— Saved entries —
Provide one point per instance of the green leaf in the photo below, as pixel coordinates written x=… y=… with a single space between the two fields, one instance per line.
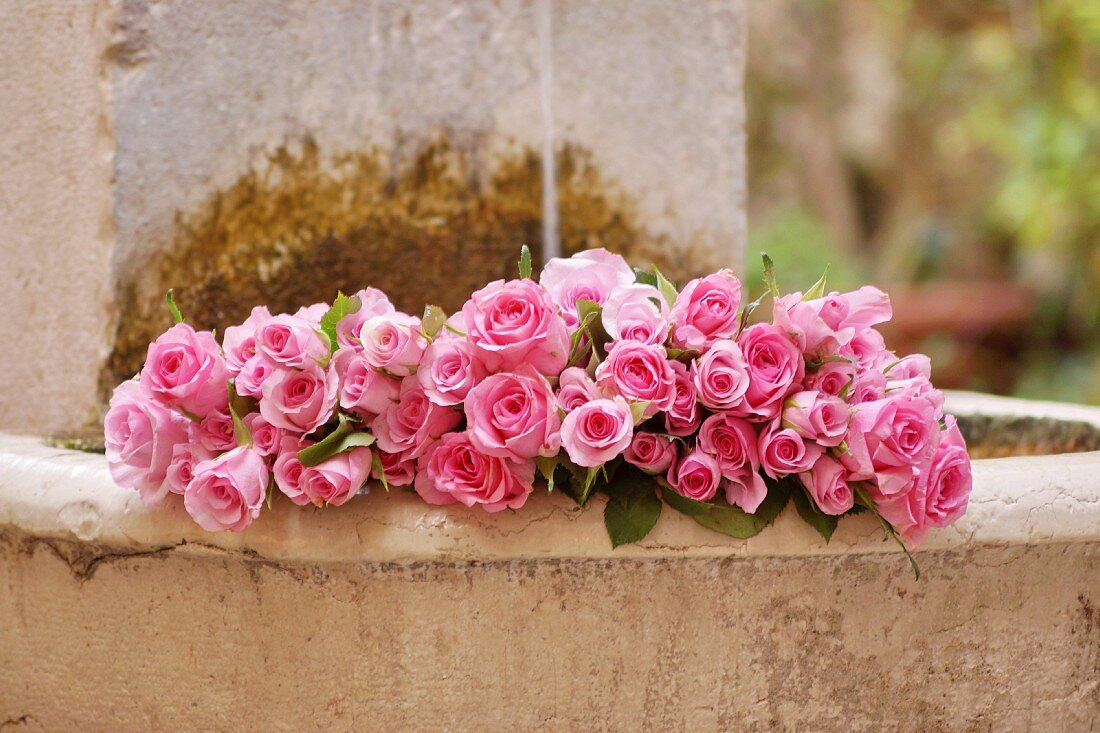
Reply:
x=173 y=308
x=345 y=437
x=525 y=262
x=633 y=507
x=817 y=288
x=342 y=306
x=769 y=275
x=825 y=524
x=729 y=520
x=432 y=320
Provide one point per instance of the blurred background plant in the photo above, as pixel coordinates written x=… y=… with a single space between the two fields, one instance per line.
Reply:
x=949 y=151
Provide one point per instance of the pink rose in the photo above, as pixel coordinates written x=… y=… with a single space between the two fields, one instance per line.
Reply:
x=514 y=323
x=589 y=275
x=816 y=416
x=721 y=376
x=393 y=342
x=682 y=416
x=639 y=372
x=514 y=415
x=413 y=423
x=292 y=341
x=597 y=431
x=227 y=492
x=364 y=391
x=185 y=369
x=827 y=483
x=783 y=451
x=575 y=387
x=239 y=343
x=652 y=453
x=636 y=313
x=457 y=471
x=449 y=370
x=695 y=476
x=141 y=436
x=776 y=368
x=300 y=401
x=336 y=479
x=706 y=310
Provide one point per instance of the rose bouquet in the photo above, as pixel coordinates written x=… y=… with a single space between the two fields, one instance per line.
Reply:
x=593 y=379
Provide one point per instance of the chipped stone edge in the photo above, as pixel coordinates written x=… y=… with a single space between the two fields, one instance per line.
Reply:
x=67 y=501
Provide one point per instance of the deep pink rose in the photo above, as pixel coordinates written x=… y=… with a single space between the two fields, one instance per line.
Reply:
x=639 y=372
x=816 y=416
x=776 y=368
x=227 y=492
x=515 y=323
x=597 y=431
x=449 y=370
x=141 y=435
x=589 y=275
x=783 y=451
x=651 y=452
x=695 y=476
x=292 y=341
x=364 y=391
x=827 y=483
x=636 y=313
x=721 y=376
x=300 y=401
x=413 y=423
x=514 y=415
x=706 y=310
x=682 y=417
x=455 y=471
x=185 y=369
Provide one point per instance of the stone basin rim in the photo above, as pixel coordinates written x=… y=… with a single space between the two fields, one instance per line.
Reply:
x=67 y=500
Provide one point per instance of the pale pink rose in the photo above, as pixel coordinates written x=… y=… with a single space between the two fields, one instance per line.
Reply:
x=373 y=303
x=398 y=468
x=706 y=310
x=336 y=479
x=652 y=453
x=783 y=451
x=413 y=423
x=597 y=431
x=892 y=439
x=300 y=401
x=266 y=438
x=141 y=435
x=184 y=369
x=185 y=457
x=250 y=380
x=816 y=416
x=721 y=376
x=515 y=323
x=776 y=369
x=364 y=391
x=639 y=372
x=227 y=492
x=239 y=343
x=682 y=416
x=514 y=415
x=292 y=341
x=587 y=275
x=449 y=370
x=393 y=342
x=695 y=476
x=457 y=471
x=827 y=483
x=575 y=387
x=636 y=313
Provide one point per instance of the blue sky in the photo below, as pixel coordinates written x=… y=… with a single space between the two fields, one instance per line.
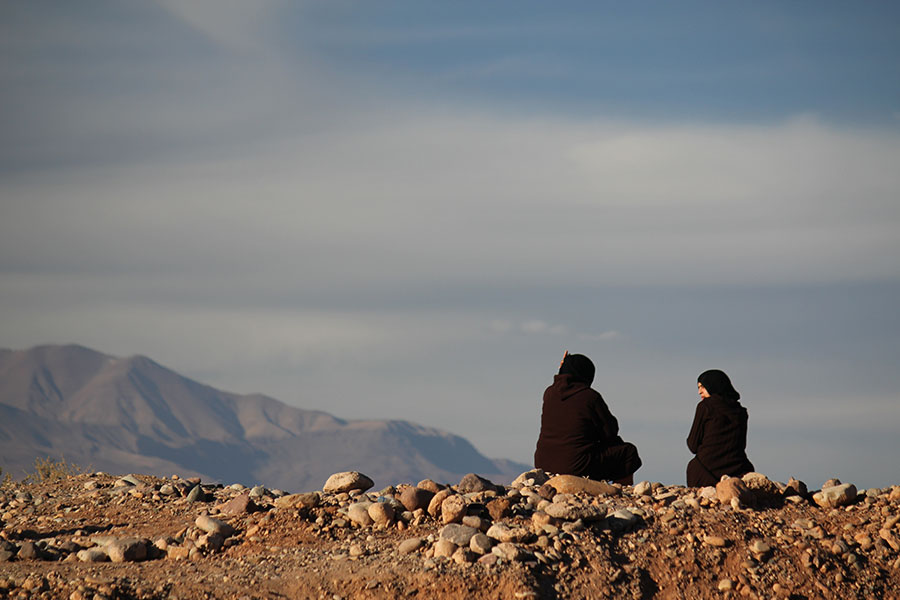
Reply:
x=411 y=209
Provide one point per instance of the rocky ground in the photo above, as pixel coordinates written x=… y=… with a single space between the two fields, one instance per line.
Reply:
x=96 y=536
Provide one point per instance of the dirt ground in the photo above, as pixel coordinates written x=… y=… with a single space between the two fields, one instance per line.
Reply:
x=681 y=545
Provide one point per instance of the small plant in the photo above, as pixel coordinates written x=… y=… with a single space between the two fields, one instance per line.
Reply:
x=47 y=469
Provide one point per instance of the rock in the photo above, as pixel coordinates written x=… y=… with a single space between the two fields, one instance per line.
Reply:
x=411 y=545
x=196 y=494
x=715 y=541
x=504 y=533
x=347 y=481
x=458 y=534
x=415 y=498
x=94 y=554
x=381 y=513
x=453 y=508
x=534 y=477
x=29 y=551
x=211 y=525
x=623 y=520
x=499 y=508
x=129 y=549
x=430 y=485
x=302 y=501
x=733 y=487
x=474 y=483
x=509 y=551
x=571 y=484
x=258 y=491
x=795 y=487
x=480 y=543
x=444 y=548
x=643 y=488
x=240 y=505
x=358 y=512
x=834 y=496
x=434 y=507
x=572 y=512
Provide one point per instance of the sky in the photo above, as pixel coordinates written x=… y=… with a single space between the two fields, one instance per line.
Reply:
x=410 y=209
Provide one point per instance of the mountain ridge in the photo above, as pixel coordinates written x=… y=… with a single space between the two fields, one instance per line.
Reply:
x=134 y=414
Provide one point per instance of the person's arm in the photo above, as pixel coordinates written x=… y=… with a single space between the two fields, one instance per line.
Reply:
x=695 y=437
x=606 y=422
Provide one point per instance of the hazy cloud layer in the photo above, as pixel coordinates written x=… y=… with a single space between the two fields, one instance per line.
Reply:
x=414 y=216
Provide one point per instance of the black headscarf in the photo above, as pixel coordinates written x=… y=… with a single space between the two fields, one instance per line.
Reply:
x=717 y=383
x=579 y=368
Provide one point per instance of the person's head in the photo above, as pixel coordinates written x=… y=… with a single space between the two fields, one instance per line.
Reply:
x=578 y=367
x=716 y=383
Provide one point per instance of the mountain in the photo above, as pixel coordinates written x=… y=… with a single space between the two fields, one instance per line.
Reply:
x=133 y=415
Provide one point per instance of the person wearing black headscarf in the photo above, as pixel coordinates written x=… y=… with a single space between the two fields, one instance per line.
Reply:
x=719 y=434
x=579 y=436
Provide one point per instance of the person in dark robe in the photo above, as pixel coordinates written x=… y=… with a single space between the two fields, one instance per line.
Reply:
x=718 y=436
x=579 y=436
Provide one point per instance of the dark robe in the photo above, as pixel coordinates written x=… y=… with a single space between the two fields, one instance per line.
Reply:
x=719 y=438
x=579 y=436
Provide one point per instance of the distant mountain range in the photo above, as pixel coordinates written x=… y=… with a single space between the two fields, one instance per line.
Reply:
x=132 y=415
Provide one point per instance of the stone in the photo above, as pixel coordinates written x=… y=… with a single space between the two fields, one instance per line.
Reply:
x=509 y=551
x=444 y=548
x=381 y=513
x=430 y=485
x=347 y=481
x=471 y=483
x=643 y=488
x=29 y=550
x=795 y=487
x=411 y=545
x=733 y=487
x=358 y=512
x=572 y=512
x=534 y=477
x=623 y=520
x=301 y=501
x=239 y=505
x=504 y=533
x=128 y=549
x=572 y=484
x=211 y=525
x=458 y=534
x=836 y=495
x=499 y=508
x=415 y=498
x=453 y=508
x=196 y=494
x=94 y=554
x=480 y=543
x=434 y=507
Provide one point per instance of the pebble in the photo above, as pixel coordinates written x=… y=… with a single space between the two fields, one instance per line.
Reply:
x=715 y=541
x=410 y=545
x=347 y=481
x=211 y=525
x=570 y=484
x=834 y=496
x=458 y=534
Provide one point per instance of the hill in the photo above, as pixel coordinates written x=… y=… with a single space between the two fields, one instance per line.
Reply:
x=134 y=415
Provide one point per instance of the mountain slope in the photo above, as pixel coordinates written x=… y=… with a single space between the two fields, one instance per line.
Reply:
x=132 y=414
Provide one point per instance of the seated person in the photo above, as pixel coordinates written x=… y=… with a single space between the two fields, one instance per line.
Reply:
x=719 y=434
x=579 y=436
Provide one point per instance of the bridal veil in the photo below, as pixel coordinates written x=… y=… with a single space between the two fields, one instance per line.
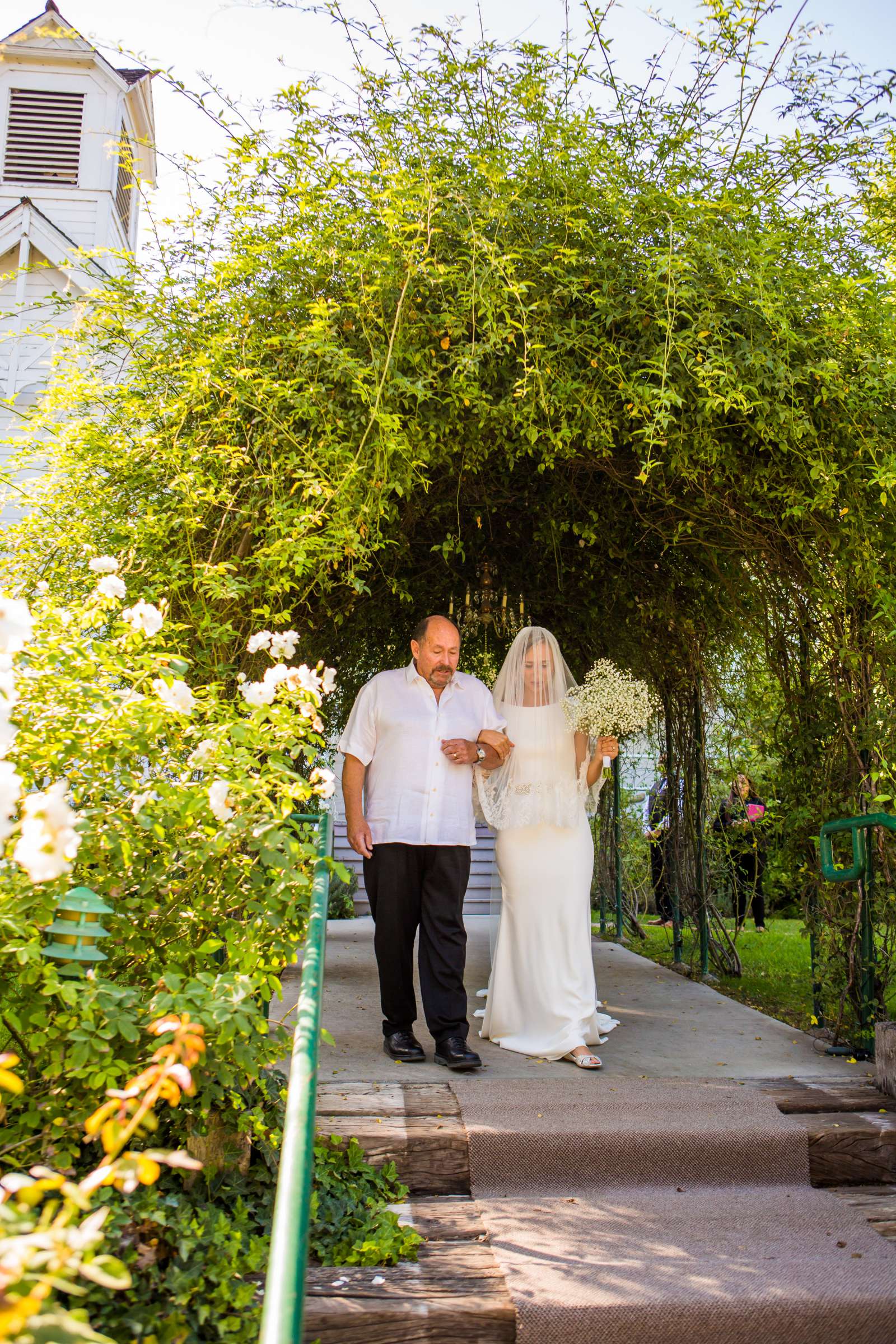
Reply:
x=540 y=784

— Assignment —
In which lines of the records does the word "dark" appear? Copy each of them.

— Result —
Provide one point per instance of the person in dark robe in the photo above, as pixel coordinates written x=… y=… with a single space between the two fields, one instance per line.
Provide one point per instance of the dark robe in the photo above, as pixel coordinates written x=… y=… with a single space between the two fields, one instance per line.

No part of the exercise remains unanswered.